* RECORDS SUPPLIED
● ● ● ● ● ● ●
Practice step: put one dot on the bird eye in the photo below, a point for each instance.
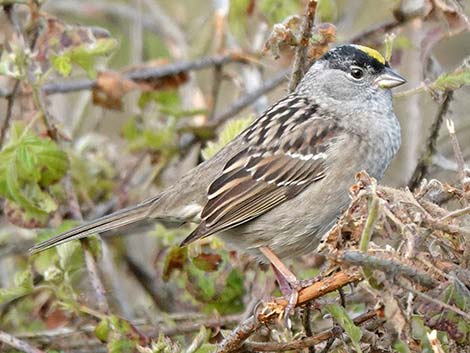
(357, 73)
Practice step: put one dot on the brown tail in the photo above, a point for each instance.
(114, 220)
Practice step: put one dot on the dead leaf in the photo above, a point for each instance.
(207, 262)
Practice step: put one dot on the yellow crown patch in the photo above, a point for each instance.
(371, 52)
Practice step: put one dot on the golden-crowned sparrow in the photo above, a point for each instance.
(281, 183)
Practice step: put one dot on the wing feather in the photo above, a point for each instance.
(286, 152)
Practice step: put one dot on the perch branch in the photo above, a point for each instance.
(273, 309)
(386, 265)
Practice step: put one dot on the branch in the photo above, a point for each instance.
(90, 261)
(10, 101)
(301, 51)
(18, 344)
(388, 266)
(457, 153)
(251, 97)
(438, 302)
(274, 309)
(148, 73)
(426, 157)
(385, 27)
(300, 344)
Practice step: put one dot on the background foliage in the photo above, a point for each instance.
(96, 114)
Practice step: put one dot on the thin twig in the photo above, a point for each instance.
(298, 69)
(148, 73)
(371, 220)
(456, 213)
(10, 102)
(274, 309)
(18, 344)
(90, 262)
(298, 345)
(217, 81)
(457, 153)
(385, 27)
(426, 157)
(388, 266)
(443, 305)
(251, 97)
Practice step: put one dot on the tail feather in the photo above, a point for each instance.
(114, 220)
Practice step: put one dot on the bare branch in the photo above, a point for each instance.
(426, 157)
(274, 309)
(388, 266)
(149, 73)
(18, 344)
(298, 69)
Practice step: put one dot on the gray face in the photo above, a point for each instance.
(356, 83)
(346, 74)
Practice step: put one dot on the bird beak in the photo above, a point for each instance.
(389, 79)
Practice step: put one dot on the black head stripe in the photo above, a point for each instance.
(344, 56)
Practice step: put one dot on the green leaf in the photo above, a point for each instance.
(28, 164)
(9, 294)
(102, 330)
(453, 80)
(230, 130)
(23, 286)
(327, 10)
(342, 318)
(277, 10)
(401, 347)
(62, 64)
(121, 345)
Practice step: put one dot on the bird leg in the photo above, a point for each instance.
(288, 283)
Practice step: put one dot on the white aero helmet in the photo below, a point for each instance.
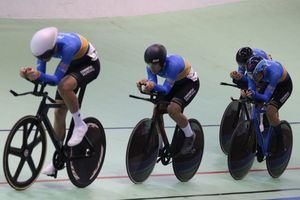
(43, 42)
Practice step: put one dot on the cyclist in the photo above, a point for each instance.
● ● ● ● ● ● ●
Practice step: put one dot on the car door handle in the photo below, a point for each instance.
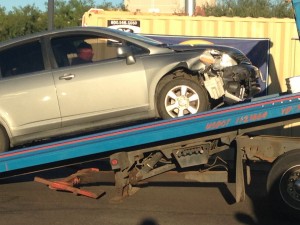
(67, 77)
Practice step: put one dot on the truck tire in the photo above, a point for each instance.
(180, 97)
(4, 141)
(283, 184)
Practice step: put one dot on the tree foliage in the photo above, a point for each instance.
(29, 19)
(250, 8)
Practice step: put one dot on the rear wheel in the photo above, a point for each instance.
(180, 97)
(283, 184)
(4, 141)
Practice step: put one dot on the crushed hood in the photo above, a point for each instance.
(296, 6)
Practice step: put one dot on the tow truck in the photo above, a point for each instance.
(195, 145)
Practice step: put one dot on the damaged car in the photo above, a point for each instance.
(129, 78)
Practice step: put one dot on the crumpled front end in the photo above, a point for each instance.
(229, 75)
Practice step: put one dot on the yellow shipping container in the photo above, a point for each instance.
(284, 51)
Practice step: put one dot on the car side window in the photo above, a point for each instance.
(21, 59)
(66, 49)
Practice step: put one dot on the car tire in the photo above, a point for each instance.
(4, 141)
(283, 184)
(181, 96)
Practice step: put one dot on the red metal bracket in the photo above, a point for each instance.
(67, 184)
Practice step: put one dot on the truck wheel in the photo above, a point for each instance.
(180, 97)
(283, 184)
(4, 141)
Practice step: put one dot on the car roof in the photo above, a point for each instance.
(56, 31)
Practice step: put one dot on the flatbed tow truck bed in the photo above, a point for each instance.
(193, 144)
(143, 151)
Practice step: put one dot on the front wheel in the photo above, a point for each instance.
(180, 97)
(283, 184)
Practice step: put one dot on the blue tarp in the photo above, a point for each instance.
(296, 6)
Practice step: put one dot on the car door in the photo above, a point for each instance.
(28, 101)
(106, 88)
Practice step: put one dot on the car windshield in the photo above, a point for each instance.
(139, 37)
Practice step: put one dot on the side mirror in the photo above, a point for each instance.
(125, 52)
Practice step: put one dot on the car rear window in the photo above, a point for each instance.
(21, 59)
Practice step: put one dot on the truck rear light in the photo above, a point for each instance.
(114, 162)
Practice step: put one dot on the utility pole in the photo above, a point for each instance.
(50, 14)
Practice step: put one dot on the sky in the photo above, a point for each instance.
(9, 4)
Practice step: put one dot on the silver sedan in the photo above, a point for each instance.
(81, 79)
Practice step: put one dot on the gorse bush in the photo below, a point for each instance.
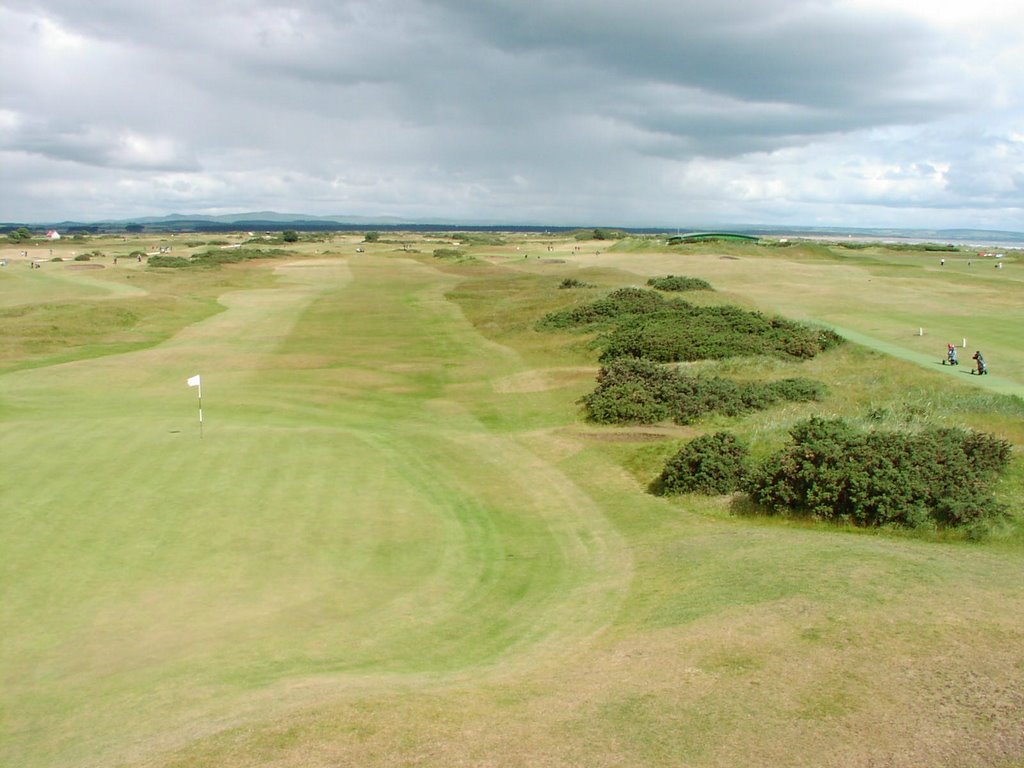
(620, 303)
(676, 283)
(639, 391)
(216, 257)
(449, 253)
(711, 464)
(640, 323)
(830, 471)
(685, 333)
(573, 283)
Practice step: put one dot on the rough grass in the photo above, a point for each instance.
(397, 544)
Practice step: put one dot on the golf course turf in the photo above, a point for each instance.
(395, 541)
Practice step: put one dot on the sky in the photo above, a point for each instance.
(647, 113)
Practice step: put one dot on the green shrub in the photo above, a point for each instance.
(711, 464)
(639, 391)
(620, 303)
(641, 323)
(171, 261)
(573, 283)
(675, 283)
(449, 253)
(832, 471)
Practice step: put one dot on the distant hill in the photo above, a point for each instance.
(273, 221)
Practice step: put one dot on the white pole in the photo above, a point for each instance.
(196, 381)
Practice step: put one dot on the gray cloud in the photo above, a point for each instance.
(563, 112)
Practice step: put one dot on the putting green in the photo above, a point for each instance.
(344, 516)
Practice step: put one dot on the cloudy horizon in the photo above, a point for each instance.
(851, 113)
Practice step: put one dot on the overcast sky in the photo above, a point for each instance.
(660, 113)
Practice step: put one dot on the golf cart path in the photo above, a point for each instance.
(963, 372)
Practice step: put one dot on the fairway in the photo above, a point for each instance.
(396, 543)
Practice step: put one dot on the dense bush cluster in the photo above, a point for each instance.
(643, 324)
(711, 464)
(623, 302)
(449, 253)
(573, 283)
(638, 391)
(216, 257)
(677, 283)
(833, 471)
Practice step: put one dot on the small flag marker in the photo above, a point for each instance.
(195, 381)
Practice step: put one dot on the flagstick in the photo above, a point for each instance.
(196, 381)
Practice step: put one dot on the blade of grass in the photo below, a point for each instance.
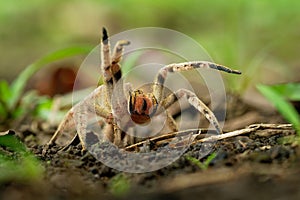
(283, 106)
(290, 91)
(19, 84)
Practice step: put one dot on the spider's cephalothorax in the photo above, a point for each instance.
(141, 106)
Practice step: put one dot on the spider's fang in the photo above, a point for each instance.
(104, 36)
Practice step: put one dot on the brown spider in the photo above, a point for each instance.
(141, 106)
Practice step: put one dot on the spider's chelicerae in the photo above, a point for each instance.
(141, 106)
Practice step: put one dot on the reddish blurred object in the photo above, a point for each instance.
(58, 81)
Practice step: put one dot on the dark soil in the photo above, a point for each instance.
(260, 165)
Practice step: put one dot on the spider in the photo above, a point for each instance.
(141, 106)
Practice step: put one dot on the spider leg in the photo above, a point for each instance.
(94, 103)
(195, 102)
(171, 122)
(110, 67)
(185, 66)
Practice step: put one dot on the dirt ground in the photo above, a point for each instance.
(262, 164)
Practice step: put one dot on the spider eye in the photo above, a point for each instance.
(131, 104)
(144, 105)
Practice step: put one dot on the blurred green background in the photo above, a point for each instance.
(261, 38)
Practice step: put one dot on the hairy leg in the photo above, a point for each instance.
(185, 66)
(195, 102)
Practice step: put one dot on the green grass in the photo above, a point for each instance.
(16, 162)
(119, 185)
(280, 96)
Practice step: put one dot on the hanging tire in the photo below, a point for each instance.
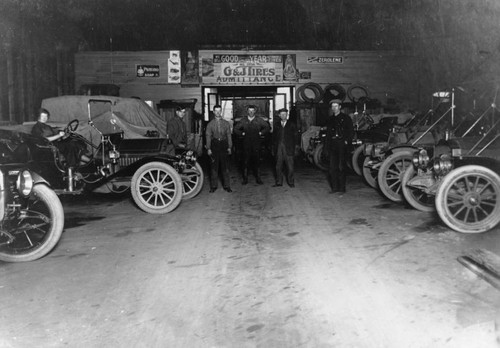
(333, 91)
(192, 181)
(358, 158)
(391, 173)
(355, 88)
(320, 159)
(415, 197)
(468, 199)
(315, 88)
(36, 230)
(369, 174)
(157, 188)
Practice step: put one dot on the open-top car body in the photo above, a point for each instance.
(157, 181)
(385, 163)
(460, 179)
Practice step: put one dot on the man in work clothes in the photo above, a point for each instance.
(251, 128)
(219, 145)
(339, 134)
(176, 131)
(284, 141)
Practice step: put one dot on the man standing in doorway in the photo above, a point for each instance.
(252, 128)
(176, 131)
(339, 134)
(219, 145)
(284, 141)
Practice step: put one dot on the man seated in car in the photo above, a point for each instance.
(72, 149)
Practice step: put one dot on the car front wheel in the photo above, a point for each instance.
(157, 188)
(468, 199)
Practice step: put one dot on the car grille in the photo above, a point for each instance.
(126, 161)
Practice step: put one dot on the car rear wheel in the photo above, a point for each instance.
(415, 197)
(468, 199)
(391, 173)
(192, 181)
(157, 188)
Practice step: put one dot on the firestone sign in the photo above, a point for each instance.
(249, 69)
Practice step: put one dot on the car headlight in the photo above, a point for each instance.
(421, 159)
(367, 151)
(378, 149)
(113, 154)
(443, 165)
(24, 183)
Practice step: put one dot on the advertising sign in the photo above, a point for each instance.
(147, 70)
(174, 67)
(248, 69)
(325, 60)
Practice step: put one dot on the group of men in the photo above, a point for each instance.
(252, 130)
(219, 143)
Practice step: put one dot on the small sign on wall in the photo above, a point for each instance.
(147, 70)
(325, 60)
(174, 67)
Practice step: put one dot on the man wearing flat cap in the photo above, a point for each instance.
● ● ● ● ● ● ●
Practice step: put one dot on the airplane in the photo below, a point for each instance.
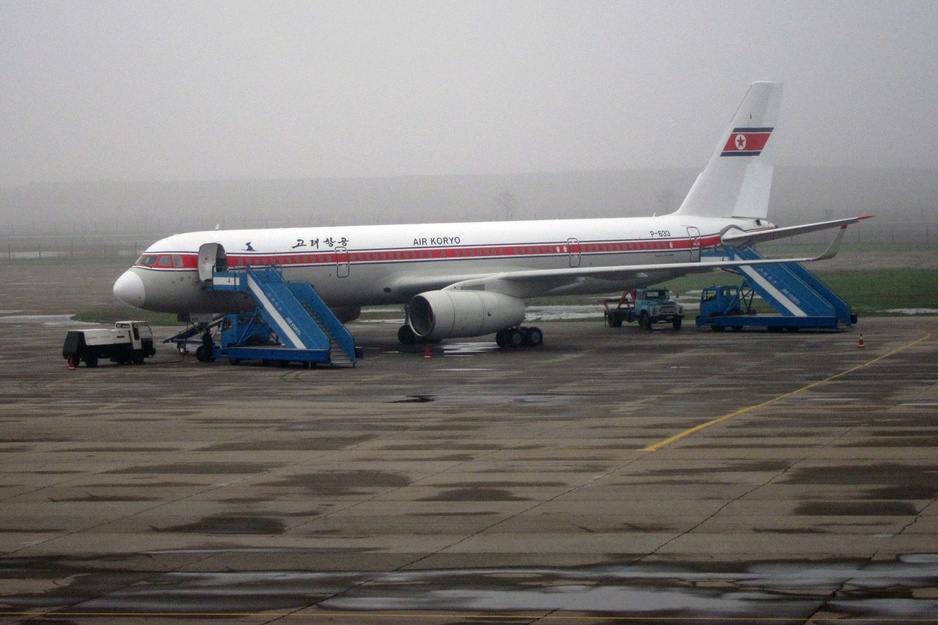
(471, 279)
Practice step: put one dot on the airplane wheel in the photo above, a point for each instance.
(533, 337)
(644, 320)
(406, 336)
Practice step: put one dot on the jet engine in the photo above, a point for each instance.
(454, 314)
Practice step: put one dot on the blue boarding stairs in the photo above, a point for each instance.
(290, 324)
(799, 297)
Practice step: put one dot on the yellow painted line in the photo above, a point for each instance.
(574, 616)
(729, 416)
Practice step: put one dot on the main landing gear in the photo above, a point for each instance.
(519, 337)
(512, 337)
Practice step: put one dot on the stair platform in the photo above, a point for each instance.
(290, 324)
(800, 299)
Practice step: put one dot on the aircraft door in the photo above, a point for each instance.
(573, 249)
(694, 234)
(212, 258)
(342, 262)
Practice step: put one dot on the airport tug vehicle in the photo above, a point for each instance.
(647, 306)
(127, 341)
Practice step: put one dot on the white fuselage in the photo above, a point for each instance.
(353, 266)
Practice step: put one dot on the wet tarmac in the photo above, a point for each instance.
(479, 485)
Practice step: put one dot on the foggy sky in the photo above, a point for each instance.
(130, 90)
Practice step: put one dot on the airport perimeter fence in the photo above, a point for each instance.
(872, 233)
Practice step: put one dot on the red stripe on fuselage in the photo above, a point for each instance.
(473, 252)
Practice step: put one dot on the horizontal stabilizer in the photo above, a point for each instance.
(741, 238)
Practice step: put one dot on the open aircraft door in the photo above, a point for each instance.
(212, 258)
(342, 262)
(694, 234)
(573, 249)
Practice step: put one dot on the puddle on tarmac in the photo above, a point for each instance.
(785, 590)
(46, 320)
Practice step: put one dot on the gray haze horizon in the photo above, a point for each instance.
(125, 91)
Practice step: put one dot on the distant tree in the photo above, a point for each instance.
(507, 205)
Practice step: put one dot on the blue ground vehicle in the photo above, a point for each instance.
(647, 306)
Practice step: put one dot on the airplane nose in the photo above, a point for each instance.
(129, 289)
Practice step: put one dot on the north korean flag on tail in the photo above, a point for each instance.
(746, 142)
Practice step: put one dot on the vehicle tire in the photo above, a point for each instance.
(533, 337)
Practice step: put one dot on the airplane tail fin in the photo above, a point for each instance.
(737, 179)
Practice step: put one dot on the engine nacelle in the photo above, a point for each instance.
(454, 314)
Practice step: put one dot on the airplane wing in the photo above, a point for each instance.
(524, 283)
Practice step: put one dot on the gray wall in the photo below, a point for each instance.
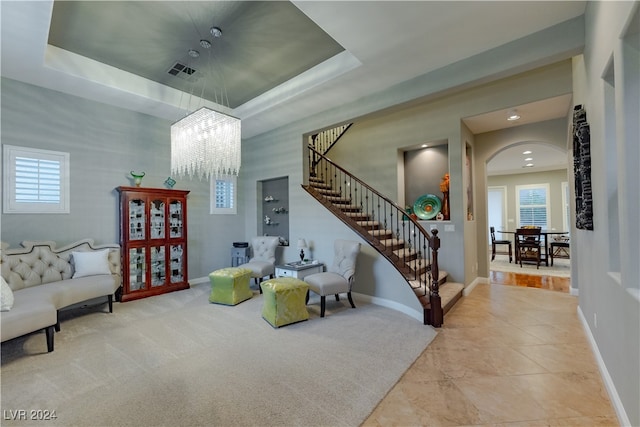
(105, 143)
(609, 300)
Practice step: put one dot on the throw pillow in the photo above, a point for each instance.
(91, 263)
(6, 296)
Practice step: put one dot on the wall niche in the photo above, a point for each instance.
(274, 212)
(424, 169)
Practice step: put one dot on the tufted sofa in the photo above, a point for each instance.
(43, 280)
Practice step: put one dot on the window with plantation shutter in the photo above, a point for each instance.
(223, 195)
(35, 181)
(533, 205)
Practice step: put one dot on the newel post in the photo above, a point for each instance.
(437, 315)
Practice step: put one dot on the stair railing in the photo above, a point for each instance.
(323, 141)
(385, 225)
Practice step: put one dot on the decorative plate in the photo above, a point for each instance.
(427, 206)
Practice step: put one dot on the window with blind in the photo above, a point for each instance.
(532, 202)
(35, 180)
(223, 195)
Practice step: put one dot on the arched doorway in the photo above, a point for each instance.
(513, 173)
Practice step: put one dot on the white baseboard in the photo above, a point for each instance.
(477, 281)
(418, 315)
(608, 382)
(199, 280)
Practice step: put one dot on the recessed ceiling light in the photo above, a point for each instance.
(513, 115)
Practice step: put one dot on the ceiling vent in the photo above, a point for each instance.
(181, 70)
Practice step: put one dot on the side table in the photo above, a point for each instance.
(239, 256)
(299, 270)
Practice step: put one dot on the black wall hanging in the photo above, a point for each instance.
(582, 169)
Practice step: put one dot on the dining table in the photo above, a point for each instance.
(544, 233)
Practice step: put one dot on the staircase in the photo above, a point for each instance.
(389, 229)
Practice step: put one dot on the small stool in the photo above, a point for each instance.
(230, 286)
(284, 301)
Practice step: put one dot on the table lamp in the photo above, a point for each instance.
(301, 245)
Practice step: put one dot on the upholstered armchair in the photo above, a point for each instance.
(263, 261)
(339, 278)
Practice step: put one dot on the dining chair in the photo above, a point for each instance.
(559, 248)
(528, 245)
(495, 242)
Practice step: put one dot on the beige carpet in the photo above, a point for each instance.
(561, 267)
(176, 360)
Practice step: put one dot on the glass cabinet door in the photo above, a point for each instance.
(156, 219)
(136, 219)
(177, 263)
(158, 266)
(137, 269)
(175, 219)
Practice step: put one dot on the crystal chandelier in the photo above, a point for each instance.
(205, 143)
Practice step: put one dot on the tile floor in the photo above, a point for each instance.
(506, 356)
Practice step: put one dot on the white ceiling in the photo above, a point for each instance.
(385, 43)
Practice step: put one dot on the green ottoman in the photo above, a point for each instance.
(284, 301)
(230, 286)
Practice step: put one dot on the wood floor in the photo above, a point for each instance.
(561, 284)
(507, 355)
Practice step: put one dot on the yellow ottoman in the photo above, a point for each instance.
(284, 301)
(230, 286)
● ● ● ● ● ● ●
* WORK INSTRUCTIONS
All lines above from the one with "Practice step: put one dot on the small sign" to the one with "Practice step: put one dot on the man wearing", inclusive, should be copied exactly, and no other lines.

* ANSWER TO THIS TASK
Practice step: put one dot on the small sign on wall in the photo above, a point for each instance.
(147, 70)
(325, 60)
(174, 67)
Practice step: put one dot on the man wearing flat cap in the photo above, a point for each instance.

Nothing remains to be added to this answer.